▶ _取り組む課題_:
1) 本文抜粋の次の一文を英語に翻訳してください：「寺伝によれば、弘仁年間(810~24)に弘法大師によって創立されたとされる。」
2) 本文抜粋の内容を2文にまとめてください。

▶ _本文抜粋_:

══════════════════════════════

宝塔は総高2.6m余の小塔ではあるが、こけら葺で、細部まで精巧な作りとなっており、鎌倉時代末の優作である。
■詳細解説

宝塔
本堂
寺は大塚山と号し、真言宗智山派に属し、一光三尊善光寺阿弥陀如来・愛染明王を本尊とする。寺伝によれば、弘仁年間(810~24)に弘法大師によって創立されたとされる。江戸時代には尾張藩主徳川義直より寺領100石が寄進され、慶安元年(1648)に本堂が再建された。明治24年(1891)濃尾地震で本堂大破したが、その後修復を行っている。本堂は、桁行3間、梁間3間、入母屋造、向唐破風の1間向拝付、こけら葺の建物である。間取りは、内部を一室の空間としている。堂周囲は縁長押、敷居・鴨居、内法長押を巡らし、柱上に三斗(みつど)をおき、中備(なかぞなえ)を間斗束としている。堂正面は、中央柱間では方立を立てて双折桟唐戸を吊り、両脇柱間では蔀戸(しとみど)を吊っている。内部は、床を拭い板敷、天井を小組格天井とし、側柱上部では飛貫位置に長押を巡らし、天井折上げには蛇腹支輪(じゃばらしりん)を用いず連子(れんじ)を入れている。中央後方には、来迎柱を立て、その前に擬宝珠高欄付(ぎぼしゅこうらんつき)の禅宗様須弥壇をおき、和様の格狭間をはめている。

══════════════════════════════

▶ _提供資料_:
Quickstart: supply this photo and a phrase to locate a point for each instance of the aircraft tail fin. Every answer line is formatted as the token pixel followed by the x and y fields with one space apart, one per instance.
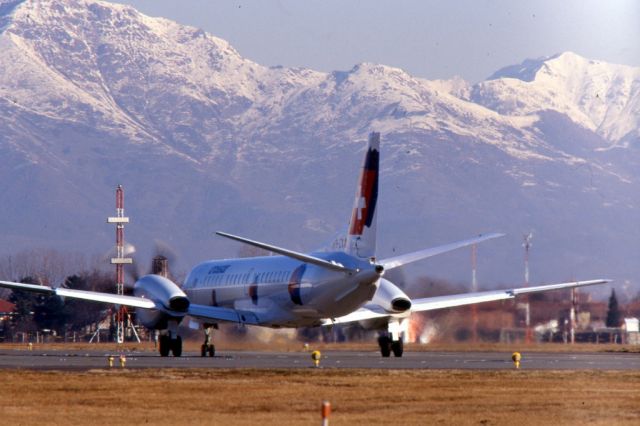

══════════════════════════════

▶ _課題の解答_:
1) According to temple tradition, it is said to have been founded by Kobo Daishi during the Konin era (810–24).

2) 大塚山と号するこの寺は真言宗智山派に属し、寺伝では弘仁年間に弘法大師が創立したとされ、本堂は慶安元年(1648)に再建され、明治24年(1891)の濃尾地震で大破した後に修復された。本堂は桁行3間・梁間3間の入母屋造でこけら葺の建物であり、また宝塔は総高2.6m余の小塔ながら細部まで精巧に作られた鎌倉時代末の優作である。